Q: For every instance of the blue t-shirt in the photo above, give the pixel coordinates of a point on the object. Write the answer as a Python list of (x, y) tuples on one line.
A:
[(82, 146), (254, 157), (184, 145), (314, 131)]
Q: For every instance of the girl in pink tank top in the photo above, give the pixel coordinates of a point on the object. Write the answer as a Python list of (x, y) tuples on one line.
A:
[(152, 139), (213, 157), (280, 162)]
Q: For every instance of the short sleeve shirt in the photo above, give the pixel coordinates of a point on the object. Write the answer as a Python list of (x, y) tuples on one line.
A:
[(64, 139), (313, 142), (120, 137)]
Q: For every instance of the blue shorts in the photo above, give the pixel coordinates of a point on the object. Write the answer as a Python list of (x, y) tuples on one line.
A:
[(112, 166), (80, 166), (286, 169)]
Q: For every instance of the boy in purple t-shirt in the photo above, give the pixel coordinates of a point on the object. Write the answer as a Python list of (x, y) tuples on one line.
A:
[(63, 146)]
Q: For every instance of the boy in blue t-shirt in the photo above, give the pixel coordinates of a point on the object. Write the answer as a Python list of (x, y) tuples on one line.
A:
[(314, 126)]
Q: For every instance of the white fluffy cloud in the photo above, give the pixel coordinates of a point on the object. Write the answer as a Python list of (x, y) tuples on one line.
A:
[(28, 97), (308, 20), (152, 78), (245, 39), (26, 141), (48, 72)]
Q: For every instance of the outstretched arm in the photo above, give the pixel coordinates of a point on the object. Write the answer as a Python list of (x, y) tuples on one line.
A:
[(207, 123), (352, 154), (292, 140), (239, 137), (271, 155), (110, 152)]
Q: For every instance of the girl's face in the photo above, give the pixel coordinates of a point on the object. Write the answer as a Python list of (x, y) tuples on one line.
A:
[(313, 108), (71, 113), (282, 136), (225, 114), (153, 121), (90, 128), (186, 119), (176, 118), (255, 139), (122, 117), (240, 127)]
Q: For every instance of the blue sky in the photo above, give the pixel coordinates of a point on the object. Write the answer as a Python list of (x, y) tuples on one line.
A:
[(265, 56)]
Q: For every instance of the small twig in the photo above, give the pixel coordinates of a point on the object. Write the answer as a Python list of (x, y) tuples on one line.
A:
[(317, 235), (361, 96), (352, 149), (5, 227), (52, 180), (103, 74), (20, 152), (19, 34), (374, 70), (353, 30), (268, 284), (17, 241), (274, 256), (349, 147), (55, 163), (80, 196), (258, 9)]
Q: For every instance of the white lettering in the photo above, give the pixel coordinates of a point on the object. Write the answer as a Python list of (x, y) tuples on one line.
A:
--
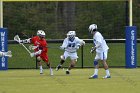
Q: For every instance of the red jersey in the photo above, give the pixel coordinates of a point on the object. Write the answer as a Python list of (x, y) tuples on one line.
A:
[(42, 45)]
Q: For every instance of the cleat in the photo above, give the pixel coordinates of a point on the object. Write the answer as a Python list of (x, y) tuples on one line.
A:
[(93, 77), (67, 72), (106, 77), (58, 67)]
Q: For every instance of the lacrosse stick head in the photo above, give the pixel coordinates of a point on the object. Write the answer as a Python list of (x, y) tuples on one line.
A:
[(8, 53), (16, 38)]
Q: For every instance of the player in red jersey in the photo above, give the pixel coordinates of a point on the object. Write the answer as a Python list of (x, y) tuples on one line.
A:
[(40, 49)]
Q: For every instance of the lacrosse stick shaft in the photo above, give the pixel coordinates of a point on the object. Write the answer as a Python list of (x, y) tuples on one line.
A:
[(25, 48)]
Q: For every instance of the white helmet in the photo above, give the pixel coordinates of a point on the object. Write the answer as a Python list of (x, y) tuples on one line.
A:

Problem to solve: If a line above includes the string "lacrosse", pick it out.

Answer space:
Q: For every instance of the lacrosse stick head in the photo above, give the pixel coordinates of a point on the object. Write the answer as a Python list of (x, y) tuples on one line.
Q: For every instance of the lacrosse stick shaft in the photo above, give the pixel coordinates of a point on the object. Write the answer as a Python list of (x, y) tuples on one line.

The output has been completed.